### Data entries ###

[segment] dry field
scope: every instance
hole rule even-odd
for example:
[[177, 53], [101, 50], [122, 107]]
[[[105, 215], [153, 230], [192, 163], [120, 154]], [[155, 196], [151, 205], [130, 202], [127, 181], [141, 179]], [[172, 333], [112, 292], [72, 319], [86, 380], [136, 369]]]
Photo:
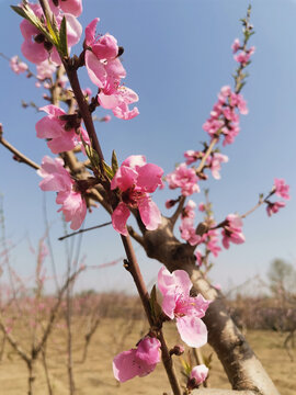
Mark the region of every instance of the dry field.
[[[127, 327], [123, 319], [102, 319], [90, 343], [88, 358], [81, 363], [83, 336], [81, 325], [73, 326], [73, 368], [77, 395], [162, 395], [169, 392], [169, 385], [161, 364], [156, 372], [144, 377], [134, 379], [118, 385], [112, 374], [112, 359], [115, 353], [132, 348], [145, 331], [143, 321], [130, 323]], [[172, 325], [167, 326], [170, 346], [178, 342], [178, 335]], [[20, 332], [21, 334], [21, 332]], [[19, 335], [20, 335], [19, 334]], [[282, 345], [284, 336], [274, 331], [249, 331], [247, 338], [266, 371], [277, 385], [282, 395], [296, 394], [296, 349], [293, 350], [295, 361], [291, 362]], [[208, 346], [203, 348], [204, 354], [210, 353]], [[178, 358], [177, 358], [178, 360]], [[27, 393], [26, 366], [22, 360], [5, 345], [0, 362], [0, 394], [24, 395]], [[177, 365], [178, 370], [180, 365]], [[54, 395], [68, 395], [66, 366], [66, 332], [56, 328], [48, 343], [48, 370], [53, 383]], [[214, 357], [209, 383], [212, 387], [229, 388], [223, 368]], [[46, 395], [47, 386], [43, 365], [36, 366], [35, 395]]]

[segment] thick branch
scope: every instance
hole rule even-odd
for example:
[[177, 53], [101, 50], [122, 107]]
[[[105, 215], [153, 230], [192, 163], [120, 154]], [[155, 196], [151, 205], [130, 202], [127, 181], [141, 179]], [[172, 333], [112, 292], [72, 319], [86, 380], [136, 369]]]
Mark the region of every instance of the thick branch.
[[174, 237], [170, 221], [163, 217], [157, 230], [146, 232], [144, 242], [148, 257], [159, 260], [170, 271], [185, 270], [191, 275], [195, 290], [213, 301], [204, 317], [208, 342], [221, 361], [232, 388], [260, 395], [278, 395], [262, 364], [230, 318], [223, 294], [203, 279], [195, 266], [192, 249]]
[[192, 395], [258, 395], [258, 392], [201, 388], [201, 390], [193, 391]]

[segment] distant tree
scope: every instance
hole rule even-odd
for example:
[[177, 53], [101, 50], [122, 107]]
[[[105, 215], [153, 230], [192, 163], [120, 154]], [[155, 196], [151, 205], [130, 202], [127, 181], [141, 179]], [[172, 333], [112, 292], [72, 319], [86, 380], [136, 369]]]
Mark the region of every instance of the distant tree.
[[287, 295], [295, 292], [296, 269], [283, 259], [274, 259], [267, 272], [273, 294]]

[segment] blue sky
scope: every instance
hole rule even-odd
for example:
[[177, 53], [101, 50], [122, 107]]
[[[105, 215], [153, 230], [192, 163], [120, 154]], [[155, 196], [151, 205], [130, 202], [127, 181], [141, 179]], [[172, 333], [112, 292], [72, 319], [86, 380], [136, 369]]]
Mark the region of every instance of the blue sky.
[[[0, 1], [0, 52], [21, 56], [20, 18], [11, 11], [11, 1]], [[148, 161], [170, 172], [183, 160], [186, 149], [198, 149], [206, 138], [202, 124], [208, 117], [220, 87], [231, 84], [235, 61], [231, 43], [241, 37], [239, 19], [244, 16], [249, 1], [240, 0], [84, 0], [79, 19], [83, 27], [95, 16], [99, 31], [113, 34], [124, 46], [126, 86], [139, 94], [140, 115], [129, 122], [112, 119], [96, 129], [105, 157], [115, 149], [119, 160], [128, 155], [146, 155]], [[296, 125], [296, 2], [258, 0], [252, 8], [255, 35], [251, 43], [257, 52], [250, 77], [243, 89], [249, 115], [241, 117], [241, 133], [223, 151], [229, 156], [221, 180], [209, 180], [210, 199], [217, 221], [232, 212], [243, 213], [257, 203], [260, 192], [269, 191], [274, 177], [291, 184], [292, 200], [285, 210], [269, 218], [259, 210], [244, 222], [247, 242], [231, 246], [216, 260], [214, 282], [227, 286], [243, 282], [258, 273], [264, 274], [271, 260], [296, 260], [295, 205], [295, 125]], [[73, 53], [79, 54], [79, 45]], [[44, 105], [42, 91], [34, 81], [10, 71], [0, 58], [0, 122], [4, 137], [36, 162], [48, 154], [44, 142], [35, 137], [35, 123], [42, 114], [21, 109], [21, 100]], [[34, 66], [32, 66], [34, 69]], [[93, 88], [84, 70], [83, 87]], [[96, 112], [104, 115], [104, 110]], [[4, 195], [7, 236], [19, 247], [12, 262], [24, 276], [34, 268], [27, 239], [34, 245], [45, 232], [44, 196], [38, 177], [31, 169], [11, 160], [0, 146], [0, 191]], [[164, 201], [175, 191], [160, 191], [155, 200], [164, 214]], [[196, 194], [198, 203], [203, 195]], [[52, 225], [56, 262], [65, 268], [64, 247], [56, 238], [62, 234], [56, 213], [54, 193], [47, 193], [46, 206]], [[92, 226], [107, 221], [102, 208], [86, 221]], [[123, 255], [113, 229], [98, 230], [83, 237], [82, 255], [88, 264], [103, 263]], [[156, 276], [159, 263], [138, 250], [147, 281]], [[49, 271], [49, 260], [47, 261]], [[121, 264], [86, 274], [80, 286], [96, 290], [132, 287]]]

###
### Data entries ###

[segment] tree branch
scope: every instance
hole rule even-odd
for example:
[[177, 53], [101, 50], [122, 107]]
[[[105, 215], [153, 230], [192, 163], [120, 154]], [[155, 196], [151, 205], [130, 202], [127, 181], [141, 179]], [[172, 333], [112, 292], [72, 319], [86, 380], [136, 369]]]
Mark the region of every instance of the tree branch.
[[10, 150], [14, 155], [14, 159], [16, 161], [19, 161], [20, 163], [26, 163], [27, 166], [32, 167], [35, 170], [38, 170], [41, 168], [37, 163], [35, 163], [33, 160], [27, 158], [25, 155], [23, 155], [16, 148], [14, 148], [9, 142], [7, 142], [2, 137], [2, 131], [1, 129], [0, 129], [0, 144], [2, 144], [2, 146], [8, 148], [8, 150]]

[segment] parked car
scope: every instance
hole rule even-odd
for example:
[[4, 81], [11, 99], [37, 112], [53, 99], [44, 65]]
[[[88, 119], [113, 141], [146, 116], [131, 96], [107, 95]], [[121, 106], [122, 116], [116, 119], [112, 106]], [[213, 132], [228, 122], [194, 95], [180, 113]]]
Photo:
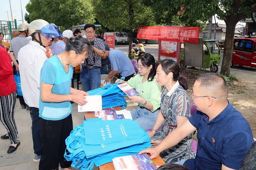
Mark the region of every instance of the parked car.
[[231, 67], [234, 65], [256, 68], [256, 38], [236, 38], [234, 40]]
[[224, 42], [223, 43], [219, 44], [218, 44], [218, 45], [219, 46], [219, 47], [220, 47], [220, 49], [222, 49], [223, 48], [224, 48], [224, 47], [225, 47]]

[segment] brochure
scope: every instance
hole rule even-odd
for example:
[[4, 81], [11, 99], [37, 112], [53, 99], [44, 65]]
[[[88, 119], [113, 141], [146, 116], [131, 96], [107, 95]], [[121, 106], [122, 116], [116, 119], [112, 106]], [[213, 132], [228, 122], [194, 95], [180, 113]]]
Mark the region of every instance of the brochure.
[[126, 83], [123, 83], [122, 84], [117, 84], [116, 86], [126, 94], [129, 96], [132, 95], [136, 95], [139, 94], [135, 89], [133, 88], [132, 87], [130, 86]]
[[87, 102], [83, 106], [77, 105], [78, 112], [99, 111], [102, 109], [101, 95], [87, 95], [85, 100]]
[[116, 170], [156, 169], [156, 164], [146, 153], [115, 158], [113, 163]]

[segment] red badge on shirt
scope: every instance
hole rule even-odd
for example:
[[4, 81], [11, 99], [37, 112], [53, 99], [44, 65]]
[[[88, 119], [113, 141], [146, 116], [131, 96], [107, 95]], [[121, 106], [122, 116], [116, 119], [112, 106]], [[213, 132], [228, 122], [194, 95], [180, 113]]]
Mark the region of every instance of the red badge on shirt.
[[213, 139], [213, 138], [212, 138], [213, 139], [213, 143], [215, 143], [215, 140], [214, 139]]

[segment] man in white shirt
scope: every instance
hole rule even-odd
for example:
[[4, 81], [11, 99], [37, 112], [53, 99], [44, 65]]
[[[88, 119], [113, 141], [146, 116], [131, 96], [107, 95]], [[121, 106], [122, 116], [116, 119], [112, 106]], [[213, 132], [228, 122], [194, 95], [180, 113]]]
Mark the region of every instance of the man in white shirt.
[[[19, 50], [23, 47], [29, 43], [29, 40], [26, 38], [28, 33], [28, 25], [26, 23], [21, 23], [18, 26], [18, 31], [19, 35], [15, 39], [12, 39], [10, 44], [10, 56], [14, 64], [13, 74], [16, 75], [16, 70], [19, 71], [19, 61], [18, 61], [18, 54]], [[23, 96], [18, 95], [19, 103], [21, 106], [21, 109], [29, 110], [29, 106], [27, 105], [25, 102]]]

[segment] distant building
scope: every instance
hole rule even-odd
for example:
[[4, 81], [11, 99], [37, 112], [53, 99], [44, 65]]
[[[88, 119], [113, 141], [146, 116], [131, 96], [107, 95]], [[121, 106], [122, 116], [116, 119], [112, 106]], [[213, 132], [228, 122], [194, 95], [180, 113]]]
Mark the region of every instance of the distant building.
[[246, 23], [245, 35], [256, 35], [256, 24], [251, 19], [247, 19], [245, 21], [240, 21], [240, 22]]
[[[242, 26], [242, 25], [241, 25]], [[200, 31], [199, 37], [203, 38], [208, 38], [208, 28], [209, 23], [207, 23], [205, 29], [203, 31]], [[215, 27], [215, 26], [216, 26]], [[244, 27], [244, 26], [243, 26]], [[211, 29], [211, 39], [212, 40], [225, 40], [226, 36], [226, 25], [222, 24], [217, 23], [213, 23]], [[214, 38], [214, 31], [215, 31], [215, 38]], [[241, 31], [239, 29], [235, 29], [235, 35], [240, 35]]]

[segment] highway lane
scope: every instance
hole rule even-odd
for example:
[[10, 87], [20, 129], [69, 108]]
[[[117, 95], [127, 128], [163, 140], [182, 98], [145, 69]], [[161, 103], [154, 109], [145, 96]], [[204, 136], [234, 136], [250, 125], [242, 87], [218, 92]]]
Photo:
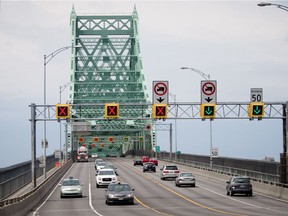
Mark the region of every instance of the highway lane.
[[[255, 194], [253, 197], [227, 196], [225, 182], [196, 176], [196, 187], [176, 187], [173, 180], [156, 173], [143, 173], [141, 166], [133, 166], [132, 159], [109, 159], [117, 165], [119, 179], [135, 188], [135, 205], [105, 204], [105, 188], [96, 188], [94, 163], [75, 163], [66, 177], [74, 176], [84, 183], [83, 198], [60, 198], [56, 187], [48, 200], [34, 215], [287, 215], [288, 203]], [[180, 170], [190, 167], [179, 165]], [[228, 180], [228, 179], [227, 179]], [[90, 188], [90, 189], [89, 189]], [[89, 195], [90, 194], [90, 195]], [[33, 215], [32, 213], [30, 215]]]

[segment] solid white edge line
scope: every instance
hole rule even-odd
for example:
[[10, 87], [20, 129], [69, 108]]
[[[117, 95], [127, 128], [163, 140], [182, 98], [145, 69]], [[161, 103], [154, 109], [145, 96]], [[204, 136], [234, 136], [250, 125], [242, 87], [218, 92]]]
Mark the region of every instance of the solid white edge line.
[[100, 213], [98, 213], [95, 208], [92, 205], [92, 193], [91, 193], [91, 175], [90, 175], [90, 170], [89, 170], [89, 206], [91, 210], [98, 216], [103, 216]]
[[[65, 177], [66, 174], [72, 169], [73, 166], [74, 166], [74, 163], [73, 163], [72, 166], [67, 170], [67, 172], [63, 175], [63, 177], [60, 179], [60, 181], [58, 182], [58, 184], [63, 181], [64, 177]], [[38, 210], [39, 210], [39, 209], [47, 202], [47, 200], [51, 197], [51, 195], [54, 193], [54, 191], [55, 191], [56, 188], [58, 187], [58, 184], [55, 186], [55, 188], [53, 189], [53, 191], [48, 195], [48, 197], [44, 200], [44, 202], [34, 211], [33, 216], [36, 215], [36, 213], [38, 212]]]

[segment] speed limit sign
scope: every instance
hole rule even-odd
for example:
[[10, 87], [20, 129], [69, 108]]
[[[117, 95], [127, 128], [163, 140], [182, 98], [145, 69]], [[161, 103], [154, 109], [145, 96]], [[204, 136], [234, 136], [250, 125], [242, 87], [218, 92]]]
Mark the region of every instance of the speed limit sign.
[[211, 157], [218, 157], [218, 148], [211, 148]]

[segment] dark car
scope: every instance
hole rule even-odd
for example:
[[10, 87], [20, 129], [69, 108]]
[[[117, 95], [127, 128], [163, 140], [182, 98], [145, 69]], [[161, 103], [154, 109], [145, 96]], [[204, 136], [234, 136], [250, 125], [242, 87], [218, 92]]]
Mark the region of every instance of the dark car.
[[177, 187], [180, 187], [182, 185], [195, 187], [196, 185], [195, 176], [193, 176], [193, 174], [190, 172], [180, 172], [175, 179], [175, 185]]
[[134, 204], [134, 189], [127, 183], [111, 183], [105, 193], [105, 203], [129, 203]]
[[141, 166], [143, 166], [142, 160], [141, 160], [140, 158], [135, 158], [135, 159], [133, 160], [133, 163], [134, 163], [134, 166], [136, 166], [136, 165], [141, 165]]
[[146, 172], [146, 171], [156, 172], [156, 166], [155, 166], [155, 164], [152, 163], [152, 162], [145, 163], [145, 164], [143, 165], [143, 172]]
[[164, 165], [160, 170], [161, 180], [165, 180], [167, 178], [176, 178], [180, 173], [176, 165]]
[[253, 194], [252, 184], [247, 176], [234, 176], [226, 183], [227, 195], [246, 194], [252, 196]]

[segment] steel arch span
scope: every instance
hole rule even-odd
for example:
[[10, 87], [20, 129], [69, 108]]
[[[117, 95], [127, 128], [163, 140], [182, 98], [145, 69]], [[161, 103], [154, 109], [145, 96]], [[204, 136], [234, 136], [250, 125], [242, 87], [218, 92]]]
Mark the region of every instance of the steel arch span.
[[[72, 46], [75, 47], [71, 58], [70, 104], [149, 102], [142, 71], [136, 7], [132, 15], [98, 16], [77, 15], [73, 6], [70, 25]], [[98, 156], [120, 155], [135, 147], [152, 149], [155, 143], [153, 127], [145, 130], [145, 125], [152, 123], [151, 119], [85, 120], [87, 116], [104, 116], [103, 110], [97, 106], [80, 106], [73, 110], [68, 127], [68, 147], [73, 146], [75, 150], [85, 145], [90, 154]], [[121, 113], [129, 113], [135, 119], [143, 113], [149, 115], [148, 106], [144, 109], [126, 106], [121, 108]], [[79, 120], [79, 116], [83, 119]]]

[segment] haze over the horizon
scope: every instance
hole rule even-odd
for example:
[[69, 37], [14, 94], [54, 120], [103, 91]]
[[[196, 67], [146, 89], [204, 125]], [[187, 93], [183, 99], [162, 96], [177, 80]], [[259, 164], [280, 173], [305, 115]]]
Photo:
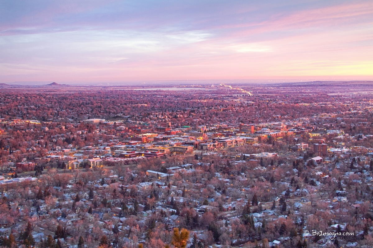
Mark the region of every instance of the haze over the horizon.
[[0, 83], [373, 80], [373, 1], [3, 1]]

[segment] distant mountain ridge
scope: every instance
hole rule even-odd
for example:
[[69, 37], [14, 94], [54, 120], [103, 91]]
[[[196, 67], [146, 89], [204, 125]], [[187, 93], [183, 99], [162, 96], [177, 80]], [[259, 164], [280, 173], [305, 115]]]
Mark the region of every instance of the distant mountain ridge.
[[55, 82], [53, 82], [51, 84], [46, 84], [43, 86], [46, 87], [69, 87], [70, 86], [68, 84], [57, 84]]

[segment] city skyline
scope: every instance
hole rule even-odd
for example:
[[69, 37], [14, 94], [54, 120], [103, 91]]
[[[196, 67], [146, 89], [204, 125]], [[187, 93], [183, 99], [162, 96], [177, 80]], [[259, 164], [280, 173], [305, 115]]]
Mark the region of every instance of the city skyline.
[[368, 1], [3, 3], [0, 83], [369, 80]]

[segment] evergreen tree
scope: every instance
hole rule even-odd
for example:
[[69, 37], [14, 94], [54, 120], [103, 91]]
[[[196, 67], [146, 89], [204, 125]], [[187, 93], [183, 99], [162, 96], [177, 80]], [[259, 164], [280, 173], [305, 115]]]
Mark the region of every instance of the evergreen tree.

###

**Problem**
Format the lines from the one containing "[segment] dry field" to the one containing "366], [35, 395]]]", both included, as a JSON list of strings with one string per line and blank lines omitted. Leave the pictures out of the answer.

**Problem solution**
[
  "[segment] dry field",
  "scope: every instance",
  "hole rule even-odd",
  "for example:",
  "[[177, 53], [101, 50], [122, 107]]",
  "[[[105, 215], [153, 230], [192, 163], [120, 154]], [[155, 196], [151, 205], [130, 202], [127, 181], [141, 179]], [[172, 333], [112, 292], [72, 319], [86, 380], [136, 369]]]",
  "Photo:",
  "Mark the region of every instance of the dry field.",
  "[[[127, 327], [123, 319], [102, 319], [90, 343], [88, 358], [81, 363], [83, 336], [81, 325], [73, 326], [73, 368], [77, 395], [162, 395], [169, 392], [169, 385], [161, 364], [156, 372], [144, 377], [134, 379], [118, 385], [112, 374], [112, 359], [115, 353], [132, 348], [145, 331], [143, 321], [130, 323]], [[172, 325], [167, 326], [170, 346], [178, 342], [178, 335]], [[20, 332], [21, 334], [21, 332]], [[19, 335], [20, 335], [19, 334]], [[282, 345], [284, 336], [274, 331], [249, 331], [247, 338], [266, 371], [277, 385], [282, 395], [296, 394], [296, 349], [293, 350], [295, 361], [291, 362]], [[208, 346], [203, 348], [204, 354], [210, 353]], [[178, 358], [177, 358], [178, 360]], [[27, 393], [26, 366], [22, 360], [5, 345], [0, 362], [0, 394], [24, 395]], [[177, 365], [178, 370], [180, 365]], [[54, 395], [68, 395], [66, 366], [66, 332], [56, 328], [48, 343], [48, 370], [53, 383]], [[214, 357], [209, 383], [212, 387], [229, 388], [223, 368]], [[46, 395], [47, 386], [43, 365], [36, 366], [35, 395]]]"
]